- _RECORDS TO USE_:

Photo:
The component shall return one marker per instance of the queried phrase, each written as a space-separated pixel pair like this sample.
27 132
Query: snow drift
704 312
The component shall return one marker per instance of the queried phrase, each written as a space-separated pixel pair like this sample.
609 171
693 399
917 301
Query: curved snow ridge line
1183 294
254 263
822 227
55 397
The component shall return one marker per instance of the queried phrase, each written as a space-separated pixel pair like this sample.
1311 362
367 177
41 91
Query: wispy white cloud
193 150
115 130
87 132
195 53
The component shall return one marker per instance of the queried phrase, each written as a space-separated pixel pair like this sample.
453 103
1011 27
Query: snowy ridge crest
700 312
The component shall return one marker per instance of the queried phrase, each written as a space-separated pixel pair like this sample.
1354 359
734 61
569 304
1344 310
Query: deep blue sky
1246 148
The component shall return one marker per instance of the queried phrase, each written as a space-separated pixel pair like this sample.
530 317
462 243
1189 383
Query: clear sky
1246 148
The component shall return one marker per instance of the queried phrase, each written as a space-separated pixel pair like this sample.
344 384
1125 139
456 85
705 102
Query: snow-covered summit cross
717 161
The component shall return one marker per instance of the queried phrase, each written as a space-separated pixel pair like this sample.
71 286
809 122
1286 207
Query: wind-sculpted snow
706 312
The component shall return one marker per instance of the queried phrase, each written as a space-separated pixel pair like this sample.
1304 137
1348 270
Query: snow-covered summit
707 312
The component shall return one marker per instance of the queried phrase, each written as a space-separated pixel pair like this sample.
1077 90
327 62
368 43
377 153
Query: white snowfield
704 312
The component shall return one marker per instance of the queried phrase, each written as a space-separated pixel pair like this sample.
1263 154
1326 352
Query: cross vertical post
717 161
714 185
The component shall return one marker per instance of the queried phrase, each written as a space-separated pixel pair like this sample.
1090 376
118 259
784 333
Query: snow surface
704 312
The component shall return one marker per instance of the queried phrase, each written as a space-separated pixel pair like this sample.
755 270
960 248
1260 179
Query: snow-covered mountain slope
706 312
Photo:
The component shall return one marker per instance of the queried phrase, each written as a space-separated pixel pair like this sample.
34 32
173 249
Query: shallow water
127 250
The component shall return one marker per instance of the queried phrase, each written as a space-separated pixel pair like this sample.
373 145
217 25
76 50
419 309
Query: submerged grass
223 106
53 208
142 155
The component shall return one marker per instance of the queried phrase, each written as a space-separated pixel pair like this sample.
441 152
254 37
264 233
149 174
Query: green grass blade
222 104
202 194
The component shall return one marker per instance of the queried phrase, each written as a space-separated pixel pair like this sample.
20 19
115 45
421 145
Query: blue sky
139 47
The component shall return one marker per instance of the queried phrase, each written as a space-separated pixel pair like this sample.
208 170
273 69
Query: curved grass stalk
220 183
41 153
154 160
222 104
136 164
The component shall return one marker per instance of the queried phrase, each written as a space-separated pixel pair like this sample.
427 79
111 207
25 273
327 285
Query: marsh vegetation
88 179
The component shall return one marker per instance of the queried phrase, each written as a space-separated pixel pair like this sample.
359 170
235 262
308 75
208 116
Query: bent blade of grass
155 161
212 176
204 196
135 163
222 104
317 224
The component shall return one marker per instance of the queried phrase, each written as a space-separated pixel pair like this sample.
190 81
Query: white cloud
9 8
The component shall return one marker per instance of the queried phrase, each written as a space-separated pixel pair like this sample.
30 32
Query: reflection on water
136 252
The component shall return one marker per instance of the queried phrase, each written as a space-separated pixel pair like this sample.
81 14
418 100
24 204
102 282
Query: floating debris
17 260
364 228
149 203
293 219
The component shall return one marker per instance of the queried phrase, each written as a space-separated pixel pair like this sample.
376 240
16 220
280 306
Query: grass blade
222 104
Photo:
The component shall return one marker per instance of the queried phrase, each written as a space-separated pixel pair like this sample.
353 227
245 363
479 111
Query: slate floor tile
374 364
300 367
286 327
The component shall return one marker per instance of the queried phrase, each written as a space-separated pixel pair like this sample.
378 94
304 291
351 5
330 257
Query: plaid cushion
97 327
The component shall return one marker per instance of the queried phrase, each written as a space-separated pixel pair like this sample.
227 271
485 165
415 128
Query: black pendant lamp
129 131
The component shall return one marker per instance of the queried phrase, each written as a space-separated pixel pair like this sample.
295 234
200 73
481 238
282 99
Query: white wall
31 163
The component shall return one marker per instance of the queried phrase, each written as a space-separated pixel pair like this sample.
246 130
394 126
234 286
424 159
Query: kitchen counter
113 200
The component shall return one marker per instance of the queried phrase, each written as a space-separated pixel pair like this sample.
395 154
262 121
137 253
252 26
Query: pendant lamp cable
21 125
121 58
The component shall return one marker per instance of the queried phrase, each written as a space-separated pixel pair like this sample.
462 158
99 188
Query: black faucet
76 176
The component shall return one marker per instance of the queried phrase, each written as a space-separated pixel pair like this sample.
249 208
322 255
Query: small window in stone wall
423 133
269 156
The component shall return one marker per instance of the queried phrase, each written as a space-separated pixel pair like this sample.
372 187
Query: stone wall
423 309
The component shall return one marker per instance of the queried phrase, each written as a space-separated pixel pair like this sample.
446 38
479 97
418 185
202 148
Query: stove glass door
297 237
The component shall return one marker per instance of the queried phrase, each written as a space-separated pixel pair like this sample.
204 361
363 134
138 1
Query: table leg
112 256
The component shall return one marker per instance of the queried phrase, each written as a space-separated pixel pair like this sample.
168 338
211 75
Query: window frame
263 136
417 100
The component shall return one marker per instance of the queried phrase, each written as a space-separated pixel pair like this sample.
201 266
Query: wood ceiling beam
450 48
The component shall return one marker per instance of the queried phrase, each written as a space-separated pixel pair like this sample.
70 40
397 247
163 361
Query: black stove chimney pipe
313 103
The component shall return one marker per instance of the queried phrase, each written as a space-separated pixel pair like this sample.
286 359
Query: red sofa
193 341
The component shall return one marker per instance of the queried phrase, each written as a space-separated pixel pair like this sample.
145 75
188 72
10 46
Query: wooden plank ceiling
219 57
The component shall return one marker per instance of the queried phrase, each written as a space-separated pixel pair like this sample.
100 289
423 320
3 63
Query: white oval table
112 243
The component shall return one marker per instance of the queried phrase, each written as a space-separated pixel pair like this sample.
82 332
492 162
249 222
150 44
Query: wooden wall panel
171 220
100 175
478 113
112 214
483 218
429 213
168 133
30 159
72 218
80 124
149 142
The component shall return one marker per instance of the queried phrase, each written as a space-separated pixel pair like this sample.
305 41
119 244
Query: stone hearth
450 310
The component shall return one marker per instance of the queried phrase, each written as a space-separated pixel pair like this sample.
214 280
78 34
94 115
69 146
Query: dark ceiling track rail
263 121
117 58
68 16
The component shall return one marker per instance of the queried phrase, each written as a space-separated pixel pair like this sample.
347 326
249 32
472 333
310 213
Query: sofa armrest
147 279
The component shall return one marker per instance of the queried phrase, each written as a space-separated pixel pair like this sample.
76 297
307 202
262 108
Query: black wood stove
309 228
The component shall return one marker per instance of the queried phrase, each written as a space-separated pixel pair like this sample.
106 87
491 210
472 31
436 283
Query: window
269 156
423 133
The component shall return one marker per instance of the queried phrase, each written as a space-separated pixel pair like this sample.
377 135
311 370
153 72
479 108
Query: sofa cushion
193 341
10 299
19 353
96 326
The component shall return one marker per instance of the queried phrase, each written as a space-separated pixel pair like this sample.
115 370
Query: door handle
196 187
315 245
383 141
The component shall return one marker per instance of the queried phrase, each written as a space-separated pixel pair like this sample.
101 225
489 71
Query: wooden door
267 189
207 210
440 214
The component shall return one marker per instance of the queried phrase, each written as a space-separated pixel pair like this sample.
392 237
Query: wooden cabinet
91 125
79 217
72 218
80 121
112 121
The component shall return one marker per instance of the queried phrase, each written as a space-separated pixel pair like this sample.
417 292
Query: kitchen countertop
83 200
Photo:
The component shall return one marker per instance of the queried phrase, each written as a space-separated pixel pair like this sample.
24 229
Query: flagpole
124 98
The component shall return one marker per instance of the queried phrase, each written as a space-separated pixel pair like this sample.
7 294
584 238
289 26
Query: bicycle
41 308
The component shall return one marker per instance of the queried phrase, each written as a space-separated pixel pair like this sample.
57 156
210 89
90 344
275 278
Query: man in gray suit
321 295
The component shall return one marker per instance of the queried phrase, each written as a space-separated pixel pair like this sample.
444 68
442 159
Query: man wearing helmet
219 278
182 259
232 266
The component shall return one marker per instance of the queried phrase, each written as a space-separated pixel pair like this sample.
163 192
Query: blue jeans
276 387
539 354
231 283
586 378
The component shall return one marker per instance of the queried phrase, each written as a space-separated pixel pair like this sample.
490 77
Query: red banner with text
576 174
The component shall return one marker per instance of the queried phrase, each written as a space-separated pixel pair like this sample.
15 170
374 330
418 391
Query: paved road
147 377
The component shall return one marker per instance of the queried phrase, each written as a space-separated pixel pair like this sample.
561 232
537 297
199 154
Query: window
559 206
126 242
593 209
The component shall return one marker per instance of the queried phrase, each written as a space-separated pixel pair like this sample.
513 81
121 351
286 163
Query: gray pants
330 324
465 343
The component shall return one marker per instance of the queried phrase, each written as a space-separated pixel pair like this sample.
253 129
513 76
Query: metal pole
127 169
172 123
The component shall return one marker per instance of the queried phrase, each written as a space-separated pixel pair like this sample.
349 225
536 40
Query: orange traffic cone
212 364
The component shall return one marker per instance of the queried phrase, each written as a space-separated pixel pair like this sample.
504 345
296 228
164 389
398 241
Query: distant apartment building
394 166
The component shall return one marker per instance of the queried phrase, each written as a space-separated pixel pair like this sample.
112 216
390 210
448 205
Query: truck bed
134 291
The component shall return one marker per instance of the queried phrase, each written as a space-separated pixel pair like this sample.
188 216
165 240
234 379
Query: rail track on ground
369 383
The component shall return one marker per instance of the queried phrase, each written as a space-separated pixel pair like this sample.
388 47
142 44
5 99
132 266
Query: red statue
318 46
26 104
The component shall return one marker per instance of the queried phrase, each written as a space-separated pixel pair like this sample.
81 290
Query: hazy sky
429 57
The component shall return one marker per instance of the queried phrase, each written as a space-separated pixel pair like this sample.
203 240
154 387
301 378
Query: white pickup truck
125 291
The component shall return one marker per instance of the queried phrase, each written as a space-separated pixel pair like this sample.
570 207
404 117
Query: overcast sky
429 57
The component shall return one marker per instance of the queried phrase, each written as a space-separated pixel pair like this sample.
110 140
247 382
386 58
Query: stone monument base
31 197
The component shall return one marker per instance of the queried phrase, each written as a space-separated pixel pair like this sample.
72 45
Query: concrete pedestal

- _THE PROBLEM_: Return every line of the records above that contains the word "sofa".

- _CORRECT RESULT_:
Query: red sofa
Query: sofa armrest
Query: sofa cushion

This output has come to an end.